**Activity**
Rewrite the lines below, from the one containing "Produce the target's" through the one containing "box: [235, 213, 251, 236]", as a numbered list, omitting any blank lines.

Extracted records
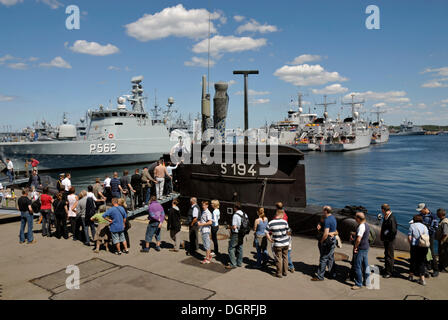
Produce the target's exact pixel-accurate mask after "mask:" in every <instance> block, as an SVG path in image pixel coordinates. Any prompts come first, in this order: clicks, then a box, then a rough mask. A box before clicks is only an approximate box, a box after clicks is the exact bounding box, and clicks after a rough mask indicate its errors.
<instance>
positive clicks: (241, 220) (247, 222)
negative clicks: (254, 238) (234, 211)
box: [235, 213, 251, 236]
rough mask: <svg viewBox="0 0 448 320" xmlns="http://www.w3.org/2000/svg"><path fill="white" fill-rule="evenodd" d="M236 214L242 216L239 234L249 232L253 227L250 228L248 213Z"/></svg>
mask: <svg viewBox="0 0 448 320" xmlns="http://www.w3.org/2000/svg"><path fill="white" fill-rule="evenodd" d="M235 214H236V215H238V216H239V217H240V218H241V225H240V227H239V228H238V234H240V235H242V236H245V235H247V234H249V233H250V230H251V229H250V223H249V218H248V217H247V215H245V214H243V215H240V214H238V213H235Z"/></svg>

--

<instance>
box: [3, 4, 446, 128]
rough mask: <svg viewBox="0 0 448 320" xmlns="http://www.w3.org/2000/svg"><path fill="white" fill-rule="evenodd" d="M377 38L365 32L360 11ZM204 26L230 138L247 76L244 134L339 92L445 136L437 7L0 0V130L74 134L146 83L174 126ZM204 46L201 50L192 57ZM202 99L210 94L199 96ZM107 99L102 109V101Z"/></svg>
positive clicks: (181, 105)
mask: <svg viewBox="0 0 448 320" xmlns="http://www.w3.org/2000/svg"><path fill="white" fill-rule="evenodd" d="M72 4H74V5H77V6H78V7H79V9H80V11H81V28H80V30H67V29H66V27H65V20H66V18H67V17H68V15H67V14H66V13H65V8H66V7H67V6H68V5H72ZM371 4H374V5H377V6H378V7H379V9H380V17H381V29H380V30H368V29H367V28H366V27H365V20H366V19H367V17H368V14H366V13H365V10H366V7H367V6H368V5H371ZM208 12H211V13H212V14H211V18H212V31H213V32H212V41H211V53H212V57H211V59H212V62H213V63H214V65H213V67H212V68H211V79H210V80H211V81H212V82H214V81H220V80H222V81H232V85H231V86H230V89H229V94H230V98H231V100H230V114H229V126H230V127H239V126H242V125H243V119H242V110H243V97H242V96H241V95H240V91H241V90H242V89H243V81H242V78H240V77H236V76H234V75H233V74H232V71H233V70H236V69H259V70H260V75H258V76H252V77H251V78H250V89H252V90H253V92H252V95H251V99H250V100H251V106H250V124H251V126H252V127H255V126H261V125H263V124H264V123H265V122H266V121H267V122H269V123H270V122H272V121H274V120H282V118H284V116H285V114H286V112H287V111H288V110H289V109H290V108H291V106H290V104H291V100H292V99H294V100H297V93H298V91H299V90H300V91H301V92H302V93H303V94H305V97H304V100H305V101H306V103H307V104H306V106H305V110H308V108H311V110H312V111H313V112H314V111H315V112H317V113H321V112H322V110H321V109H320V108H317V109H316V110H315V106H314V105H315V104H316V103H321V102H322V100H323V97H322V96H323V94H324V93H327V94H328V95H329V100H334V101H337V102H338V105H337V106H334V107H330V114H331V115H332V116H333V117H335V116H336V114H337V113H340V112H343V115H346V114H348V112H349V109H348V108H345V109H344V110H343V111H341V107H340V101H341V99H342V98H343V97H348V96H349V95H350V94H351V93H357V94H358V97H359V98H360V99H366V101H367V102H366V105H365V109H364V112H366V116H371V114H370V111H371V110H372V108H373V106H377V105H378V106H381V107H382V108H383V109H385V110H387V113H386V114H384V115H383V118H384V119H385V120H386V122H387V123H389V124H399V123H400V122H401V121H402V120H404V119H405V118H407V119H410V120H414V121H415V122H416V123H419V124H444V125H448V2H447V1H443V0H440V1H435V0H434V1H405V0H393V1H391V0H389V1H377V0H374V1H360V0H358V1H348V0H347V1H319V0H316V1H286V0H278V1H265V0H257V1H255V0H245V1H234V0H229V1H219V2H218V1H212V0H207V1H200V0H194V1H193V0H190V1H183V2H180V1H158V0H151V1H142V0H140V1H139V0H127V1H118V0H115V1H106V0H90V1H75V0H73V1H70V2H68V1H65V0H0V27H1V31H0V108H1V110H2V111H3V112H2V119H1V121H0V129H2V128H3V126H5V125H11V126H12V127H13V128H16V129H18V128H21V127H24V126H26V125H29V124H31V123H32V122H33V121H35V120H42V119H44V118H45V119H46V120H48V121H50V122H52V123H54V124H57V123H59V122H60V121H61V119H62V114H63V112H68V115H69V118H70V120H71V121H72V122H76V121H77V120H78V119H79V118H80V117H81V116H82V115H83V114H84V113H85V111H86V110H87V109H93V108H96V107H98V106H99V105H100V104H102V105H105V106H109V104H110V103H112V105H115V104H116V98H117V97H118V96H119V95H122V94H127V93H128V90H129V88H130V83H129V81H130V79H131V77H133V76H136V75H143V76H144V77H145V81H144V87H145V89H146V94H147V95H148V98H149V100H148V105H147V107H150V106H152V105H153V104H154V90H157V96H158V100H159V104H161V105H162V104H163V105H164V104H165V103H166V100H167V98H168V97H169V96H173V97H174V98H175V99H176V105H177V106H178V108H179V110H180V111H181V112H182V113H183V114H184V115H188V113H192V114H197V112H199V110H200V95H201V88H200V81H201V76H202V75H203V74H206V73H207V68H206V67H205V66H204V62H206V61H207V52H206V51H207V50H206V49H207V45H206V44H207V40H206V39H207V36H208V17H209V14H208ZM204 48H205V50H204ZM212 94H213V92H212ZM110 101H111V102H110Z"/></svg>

...

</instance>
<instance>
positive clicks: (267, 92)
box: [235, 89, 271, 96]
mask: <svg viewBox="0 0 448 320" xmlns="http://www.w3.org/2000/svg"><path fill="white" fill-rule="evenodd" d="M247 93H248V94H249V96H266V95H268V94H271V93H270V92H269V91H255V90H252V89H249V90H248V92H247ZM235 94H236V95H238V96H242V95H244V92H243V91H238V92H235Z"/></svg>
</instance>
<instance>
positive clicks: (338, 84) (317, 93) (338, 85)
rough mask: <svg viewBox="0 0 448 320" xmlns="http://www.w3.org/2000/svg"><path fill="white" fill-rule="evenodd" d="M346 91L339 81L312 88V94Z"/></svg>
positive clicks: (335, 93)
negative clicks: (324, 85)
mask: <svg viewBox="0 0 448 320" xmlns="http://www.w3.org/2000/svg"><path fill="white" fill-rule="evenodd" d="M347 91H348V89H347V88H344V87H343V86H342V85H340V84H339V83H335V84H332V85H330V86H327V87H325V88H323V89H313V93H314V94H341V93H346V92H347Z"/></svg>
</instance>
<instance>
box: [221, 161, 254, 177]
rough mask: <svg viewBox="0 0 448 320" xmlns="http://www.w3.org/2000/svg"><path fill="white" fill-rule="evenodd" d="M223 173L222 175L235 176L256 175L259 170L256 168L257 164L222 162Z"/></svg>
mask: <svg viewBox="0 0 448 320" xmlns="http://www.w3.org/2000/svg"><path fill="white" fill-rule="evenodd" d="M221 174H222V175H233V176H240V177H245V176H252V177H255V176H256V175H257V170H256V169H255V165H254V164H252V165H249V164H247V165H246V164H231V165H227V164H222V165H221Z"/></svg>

**Task solution**
1. Produce the target's exact pixel-accurate mask after "mask:" in every <instance> block, as an SVG path in image pixel coordinates. Any prompts come first, in this order: clicks, then a box, then a rough mask. A box before clicks is only an approximate box, a box after clicks is the exact bounding box, and clicks after a rough mask indicate its errors.
2. <instance>
3. positive clicks: (241, 220) (247, 222)
4. negative clicks: (254, 238) (234, 211)
5. box: [235, 213, 251, 236]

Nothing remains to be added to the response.